-- Exercise directions --
Whenever a line in the records below contains "query", pick it out.

-- Extracted data --
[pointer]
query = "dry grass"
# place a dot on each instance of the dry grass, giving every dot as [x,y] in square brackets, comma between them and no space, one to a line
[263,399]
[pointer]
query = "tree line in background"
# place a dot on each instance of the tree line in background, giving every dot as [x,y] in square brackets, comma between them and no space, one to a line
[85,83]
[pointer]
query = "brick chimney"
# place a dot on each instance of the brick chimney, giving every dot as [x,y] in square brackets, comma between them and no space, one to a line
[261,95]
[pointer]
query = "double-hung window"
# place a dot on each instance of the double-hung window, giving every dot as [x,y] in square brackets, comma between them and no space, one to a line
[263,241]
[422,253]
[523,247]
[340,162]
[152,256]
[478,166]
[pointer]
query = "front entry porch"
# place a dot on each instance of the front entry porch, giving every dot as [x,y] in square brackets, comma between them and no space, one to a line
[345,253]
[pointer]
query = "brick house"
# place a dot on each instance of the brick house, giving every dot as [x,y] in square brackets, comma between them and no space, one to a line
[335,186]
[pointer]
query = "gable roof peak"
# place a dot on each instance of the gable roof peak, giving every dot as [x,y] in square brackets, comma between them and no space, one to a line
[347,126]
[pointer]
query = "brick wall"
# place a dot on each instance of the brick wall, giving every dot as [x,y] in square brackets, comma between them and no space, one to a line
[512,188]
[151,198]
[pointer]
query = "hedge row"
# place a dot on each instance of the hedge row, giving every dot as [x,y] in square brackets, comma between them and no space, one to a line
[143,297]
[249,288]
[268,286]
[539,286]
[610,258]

-- Response --
query = "dry grass"
query = "tree line in background"
query = "brick chimney"
query = "double-hung window"
query = "front entry porch"
query = "brick house"
query = "gable roof peak"
query = "brick wall"
query = "hedge row"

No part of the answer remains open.